| PASSAGE |
*** Block opens ***
Now, on the other side of the world one of my favorite writers has come back online — heartening to her fans, who feared the worst. I speak of Riverbend, of the blog Baghdad Burning. Now, when Riverbend writes, there is no check on her vituperation, nor should there be. Anyway, here’s her latest entry. Read to the last paragraph, and then, if you’re elegible to vote & have not yet done so, please go exercise that franchise. That’s what I’m going to do. Hope to see you at the polls.

A monkey by any other name. . .

Down in the ex-Confederate state of Virginia, seems that a fella name o’ G. Felix Allen Jr., candidate for US Senate on the Republican ticket (and presumptive candidate for the US presidency), has taken to singling out dark-skinned people for public ridicule, using the code word “macaca”, a French colonial term perhaps best translated as “sand nigger”, to invoke the ridicule of an all-white audience on a fellow Virginian, one S.R. Sidarth. Interestingly enough (and this was news to me, but Google can confirm it), it seems that the term “macaca” (“monkey”), long favored as a racial epithet by French and Belgian hatemongers, has migrated across the Atlantic and is well known among the set who are nostalgic for the glory days of lynching–a set that includes G. Felix Allen Jr., evidently, to judge from his fondness for displaying Confederate flags and nooses.

Now, Virginia is a great state and has given us great military men like Robert E. Lee, and you might make the argument that if we Northern Liberals and sissified academics had been decent enough to let the great Robert E. Lee salvage a win at Gettysburg then the South would have won the war, slavery would still exist there, and the term strange fruit would imply nothing more sinister than a pomegranate–lynchings being generally unnecessary in a state where the monkeys are bonded slaves. In which case Mr. G. Felix Allen would presumably be a senator in the Confederate senate, not our USian one, and I would have no standing to make any comment at all about his retrograde opinions, any more than Rush Limbaugh has to make about those of politicians in France.
*** Block closes ***
| SOURCE INFORMATION |
*** Block opens ***
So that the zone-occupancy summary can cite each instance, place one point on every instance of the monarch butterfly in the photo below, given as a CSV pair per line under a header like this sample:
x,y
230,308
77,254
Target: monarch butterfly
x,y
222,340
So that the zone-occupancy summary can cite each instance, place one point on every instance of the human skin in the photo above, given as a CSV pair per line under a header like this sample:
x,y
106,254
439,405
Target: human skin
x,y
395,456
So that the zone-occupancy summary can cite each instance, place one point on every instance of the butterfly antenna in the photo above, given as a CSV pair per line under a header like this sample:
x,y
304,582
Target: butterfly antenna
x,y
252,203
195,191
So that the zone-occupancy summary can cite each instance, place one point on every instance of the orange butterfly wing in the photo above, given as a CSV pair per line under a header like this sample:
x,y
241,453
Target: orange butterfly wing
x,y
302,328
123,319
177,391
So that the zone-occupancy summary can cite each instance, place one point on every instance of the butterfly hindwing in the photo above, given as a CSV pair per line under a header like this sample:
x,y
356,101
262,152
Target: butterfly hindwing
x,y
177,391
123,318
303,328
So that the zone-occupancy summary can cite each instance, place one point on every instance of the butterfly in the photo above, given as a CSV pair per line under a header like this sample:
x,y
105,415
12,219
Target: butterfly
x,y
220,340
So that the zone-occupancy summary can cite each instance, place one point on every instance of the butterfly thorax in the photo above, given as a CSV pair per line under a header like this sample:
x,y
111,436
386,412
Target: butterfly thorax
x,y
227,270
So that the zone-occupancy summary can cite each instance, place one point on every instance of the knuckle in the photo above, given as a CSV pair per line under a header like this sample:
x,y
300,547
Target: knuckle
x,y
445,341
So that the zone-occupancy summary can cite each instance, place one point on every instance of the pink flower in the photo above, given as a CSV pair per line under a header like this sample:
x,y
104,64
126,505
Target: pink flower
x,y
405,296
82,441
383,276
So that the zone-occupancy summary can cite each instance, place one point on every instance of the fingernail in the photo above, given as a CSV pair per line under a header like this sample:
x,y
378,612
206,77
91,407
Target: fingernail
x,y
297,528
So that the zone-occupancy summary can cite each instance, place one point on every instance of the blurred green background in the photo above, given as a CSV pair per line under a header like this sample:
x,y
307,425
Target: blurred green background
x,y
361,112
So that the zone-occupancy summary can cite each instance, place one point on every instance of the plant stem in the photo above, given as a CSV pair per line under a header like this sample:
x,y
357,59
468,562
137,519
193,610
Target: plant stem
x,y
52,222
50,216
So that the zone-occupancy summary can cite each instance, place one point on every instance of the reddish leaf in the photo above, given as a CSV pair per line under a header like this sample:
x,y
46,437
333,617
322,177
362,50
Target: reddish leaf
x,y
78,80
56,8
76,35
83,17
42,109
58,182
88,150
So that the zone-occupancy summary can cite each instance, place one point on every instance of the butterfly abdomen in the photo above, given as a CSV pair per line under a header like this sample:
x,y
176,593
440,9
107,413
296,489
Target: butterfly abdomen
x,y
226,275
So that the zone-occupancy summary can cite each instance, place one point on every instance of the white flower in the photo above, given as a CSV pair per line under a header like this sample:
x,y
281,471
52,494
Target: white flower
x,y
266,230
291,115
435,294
*** Block closes ***
In the passage, what is the name of Riverbend's blog?

| TASK SOLUTION |
Baghdad Burning